Stored data

········

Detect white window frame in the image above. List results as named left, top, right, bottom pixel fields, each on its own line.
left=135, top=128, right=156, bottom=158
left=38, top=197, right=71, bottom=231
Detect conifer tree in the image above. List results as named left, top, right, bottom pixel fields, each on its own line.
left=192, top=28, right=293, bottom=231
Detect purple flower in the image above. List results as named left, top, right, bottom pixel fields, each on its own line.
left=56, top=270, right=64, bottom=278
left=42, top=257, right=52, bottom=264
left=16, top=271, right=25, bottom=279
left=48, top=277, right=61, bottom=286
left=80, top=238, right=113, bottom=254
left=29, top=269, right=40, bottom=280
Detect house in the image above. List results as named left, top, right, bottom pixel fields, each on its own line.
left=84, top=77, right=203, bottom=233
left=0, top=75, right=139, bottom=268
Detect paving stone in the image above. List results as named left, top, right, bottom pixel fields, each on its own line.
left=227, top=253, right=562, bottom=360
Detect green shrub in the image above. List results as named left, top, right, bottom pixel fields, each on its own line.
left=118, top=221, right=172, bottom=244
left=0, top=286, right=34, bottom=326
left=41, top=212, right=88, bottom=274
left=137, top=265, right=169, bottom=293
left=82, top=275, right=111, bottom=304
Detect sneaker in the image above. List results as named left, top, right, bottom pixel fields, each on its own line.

········

Problem requirements: What you return must match the records above exactly.

Response to the exercise:
Detect white window frame in the image above. List results as named left, top, right, bottom pixel fields, each on its own line.
left=135, top=128, right=156, bottom=158
left=38, top=197, right=71, bottom=231
Detect conifer tree in the image above. List results as named left, top, right, bottom pixel fields, each on its own line.
left=192, top=28, right=293, bottom=231
Detect purple flower in the image above. List results as named left, top, right, bottom pixel fields, each on its own line.
left=56, top=270, right=64, bottom=278
left=42, top=257, right=52, bottom=264
left=16, top=271, right=25, bottom=279
left=48, top=277, right=61, bottom=286
left=80, top=238, right=113, bottom=254
left=29, top=269, right=40, bottom=280
Detect house in the image above. List results as named left, top, right, bottom pixel fields, each on its own line.
left=84, top=77, right=203, bottom=233
left=0, top=75, right=139, bottom=268
Detect paving stone in the image above. List results as named left, top, right, bottom pixel fields, each on its own line.
left=227, top=253, right=562, bottom=360
Detect green shrub in the image above. List results as named left, top, right, bottom pixel fields, each on its own line.
left=118, top=221, right=172, bottom=244
left=0, top=286, right=34, bottom=326
left=41, top=212, right=88, bottom=274
left=137, top=265, right=169, bottom=293
left=82, top=275, right=111, bottom=304
Detect sneaker in the image above. List results as named left, top, right, bottom pixel fields, each on its own line.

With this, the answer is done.